YOUR GOAL>
Write out exactly the lines from the one with "the red safety" through the last line. Pictures stay out.

Image location labeling entries:
::::
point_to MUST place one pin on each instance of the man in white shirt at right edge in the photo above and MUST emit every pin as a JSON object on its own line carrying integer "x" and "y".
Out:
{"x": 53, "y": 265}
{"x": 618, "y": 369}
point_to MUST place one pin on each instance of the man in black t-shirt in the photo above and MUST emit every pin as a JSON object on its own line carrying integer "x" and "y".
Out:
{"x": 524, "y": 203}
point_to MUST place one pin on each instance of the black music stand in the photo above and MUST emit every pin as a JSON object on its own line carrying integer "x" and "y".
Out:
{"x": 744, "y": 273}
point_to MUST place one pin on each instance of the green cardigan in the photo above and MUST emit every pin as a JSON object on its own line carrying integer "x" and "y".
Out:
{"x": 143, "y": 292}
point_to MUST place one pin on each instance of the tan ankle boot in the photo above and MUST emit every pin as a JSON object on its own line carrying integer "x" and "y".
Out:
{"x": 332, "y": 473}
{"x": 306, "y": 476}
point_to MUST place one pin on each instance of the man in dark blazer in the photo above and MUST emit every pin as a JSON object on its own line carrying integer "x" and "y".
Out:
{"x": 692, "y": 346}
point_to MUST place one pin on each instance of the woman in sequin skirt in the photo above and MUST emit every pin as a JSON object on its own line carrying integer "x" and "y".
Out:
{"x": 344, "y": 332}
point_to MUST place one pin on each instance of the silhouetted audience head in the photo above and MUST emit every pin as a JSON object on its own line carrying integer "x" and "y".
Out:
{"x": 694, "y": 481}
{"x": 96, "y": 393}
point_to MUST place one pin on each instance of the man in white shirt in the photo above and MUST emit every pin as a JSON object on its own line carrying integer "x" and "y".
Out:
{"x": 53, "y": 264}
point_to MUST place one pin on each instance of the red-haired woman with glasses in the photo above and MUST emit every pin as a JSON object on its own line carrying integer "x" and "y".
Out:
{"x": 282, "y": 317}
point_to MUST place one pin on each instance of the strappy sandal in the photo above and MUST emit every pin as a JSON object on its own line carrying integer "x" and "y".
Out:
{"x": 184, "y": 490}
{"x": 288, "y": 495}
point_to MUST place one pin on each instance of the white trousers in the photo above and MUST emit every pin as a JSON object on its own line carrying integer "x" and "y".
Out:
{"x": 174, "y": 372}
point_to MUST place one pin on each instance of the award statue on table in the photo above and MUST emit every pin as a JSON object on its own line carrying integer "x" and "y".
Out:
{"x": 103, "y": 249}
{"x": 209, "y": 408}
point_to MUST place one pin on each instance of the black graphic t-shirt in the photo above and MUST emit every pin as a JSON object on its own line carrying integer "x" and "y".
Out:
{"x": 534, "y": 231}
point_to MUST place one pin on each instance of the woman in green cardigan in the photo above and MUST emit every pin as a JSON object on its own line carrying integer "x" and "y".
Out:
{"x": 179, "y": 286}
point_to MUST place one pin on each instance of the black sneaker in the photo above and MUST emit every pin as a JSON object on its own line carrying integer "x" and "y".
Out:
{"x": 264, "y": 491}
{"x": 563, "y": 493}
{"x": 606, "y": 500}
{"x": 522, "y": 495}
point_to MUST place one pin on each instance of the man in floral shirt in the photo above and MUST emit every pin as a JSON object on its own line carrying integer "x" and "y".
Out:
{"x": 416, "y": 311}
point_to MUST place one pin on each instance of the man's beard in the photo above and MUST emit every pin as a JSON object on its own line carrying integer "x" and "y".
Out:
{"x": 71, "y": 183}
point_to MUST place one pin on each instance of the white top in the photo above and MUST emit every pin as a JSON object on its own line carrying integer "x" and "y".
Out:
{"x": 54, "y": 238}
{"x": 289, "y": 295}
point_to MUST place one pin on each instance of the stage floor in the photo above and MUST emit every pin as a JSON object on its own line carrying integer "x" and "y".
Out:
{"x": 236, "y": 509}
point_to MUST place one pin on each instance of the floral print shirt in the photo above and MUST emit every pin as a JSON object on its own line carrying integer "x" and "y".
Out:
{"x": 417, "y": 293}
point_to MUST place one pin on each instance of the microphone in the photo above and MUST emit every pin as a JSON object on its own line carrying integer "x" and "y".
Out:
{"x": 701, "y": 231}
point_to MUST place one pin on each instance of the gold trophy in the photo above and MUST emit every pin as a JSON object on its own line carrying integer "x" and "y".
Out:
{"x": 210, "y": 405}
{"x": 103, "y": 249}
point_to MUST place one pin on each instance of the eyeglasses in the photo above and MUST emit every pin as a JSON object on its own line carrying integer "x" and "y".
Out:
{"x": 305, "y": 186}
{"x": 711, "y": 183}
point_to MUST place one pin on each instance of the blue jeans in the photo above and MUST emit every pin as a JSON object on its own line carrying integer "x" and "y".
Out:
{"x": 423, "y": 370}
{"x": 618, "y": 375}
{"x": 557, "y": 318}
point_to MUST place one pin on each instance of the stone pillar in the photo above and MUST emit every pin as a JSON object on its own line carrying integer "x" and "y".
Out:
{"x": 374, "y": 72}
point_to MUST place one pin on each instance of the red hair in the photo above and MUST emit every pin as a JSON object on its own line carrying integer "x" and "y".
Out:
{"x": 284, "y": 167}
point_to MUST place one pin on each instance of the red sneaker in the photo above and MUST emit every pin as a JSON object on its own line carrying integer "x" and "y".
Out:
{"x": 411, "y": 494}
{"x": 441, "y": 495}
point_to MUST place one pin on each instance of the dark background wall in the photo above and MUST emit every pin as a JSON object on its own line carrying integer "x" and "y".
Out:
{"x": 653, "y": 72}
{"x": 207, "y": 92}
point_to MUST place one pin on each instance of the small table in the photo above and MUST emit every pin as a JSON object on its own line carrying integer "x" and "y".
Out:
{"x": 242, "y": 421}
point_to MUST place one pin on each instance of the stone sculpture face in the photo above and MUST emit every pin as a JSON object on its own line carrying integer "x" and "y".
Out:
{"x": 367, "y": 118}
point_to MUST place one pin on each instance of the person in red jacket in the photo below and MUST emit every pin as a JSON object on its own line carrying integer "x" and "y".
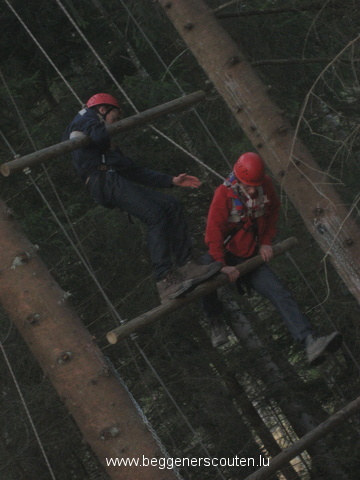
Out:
{"x": 242, "y": 222}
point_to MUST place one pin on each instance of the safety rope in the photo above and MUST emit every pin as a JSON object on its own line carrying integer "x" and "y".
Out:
{"x": 160, "y": 133}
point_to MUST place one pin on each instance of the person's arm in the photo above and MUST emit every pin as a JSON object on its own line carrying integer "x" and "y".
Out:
{"x": 217, "y": 224}
{"x": 89, "y": 123}
{"x": 265, "y": 249}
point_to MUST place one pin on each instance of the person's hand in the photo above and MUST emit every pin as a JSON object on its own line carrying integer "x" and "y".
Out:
{"x": 266, "y": 252}
{"x": 232, "y": 272}
{"x": 185, "y": 180}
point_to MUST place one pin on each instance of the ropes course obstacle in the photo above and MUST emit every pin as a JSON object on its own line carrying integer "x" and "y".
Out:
{"x": 67, "y": 146}
{"x": 218, "y": 281}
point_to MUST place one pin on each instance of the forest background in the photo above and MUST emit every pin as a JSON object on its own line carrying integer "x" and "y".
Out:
{"x": 295, "y": 48}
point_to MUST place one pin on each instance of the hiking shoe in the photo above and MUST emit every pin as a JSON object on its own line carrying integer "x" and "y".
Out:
{"x": 318, "y": 348}
{"x": 171, "y": 287}
{"x": 196, "y": 273}
{"x": 218, "y": 331}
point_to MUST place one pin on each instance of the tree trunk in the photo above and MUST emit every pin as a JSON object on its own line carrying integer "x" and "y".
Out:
{"x": 271, "y": 134}
{"x": 69, "y": 356}
{"x": 288, "y": 400}
{"x": 238, "y": 393}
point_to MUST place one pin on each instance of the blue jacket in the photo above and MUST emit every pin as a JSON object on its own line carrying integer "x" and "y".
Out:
{"x": 86, "y": 159}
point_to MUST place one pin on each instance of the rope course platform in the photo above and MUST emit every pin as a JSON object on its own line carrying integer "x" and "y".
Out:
{"x": 216, "y": 282}
{"x": 133, "y": 121}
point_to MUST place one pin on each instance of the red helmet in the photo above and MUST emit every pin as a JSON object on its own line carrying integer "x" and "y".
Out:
{"x": 249, "y": 169}
{"x": 102, "y": 99}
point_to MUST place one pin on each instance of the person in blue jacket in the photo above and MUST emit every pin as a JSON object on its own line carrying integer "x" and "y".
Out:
{"x": 113, "y": 181}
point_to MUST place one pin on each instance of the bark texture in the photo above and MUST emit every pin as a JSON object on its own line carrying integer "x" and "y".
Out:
{"x": 70, "y": 358}
{"x": 292, "y": 165}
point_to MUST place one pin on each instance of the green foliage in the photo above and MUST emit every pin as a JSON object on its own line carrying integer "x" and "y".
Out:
{"x": 116, "y": 247}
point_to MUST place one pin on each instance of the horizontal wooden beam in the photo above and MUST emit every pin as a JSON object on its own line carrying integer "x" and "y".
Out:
{"x": 67, "y": 146}
{"x": 216, "y": 282}
{"x": 310, "y": 438}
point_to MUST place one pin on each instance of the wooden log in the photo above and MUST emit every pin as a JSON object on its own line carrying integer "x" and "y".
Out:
{"x": 218, "y": 281}
{"x": 310, "y": 438}
{"x": 67, "y": 146}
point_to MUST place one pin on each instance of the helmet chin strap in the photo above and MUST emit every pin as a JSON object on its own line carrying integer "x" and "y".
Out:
{"x": 104, "y": 115}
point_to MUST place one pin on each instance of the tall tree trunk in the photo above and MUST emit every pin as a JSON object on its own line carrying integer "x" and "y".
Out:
{"x": 70, "y": 358}
{"x": 271, "y": 134}
{"x": 277, "y": 387}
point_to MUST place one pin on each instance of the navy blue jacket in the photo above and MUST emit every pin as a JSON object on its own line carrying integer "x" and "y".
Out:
{"x": 86, "y": 159}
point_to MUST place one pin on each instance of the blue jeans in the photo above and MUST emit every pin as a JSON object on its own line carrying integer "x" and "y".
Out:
{"x": 167, "y": 229}
{"x": 265, "y": 282}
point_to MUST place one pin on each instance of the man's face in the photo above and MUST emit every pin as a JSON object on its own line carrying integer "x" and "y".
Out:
{"x": 113, "y": 116}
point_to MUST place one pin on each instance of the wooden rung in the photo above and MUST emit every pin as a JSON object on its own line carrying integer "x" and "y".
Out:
{"x": 216, "y": 282}
{"x": 67, "y": 146}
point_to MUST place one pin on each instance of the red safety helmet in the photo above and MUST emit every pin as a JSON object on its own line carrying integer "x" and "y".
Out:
{"x": 102, "y": 99}
{"x": 249, "y": 169}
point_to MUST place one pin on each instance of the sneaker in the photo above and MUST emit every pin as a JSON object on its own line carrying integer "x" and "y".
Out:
{"x": 196, "y": 273}
{"x": 318, "y": 348}
{"x": 171, "y": 287}
{"x": 218, "y": 331}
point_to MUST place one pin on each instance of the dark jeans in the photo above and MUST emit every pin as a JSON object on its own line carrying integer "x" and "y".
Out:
{"x": 265, "y": 282}
{"x": 167, "y": 229}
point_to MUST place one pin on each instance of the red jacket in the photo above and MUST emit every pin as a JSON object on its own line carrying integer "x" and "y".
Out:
{"x": 244, "y": 243}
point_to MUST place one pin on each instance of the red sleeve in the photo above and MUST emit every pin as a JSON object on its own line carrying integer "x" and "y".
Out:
{"x": 272, "y": 213}
{"x": 217, "y": 224}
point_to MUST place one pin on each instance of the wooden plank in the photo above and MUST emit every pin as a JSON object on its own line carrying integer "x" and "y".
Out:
{"x": 216, "y": 282}
{"x": 67, "y": 146}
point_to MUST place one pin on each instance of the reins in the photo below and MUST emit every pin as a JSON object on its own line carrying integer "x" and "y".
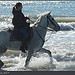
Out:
{"x": 44, "y": 28}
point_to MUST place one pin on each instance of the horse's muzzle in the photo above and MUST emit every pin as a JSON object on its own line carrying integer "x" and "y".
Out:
{"x": 57, "y": 28}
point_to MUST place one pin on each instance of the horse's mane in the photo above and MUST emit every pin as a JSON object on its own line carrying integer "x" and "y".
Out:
{"x": 39, "y": 18}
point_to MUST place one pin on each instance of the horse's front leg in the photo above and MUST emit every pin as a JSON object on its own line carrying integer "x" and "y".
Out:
{"x": 3, "y": 49}
{"x": 28, "y": 57}
{"x": 48, "y": 52}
::::
FINAL RESULT>
point_to MUST place one pin on each instance of the red safety helmet in the photo above and MUST emit every pin as a JSON object on its own line carrying integer "x" and "y".
Out:
{"x": 102, "y": 99}
{"x": 249, "y": 169}
point_to MUST place one pin on each instance of the sneaker in the photo above and MUST emit every pin as a JSON object on its own line carrying integer "x" and "y".
Out:
{"x": 196, "y": 273}
{"x": 318, "y": 348}
{"x": 171, "y": 287}
{"x": 218, "y": 331}
point_to MUST place one pin on each instance of the dark jeans in the photo above and MUST emit every pin as a JSON object on its own line carrying integer "x" and "y".
Out:
{"x": 265, "y": 282}
{"x": 167, "y": 229}
point_to MUST place one pin on each instance of the red jacket in the photo above and MUST emit every pin as a JSON object on its own line carrying integer "x" and "y".
Out:
{"x": 244, "y": 243}
point_to MUST place one pin on each instance of the red sleeve in the photo above and MUST emit every pin as a JSON object on its own line carrying integer "x" and "y".
Out:
{"x": 272, "y": 213}
{"x": 217, "y": 224}
point_to MUST place one pin on each instance of the wooden plank in the photo above and MUST emit every pin as a JSON object on its own line carrying integer "x" and "y".
Out:
{"x": 216, "y": 282}
{"x": 67, "y": 146}
point_to MUST place one pin on each instance of the reins in the photo below and MUST emit every pin as a JSON object on its own line carrying integer "x" and "y".
Out:
{"x": 44, "y": 28}
point_to MUST place one pin on each instance of the horse's muzzle in the photo above and MUST emit every pin as a JSON object on its own line carrying integer "x" and "y".
Out:
{"x": 57, "y": 28}
point_to MUST place one pin on each instance of the horse's mane in the photo above and MUST emit every pin as a JSON object on its own line carrying integer "x" and "y".
Out:
{"x": 39, "y": 18}
point_to MUST place one pin on each instance of the horse's front leg in the photo above and MUST emit every pin as a JSON object on its own line carrying integer "x" and "y".
Out:
{"x": 3, "y": 49}
{"x": 28, "y": 57}
{"x": 48, "y": 52}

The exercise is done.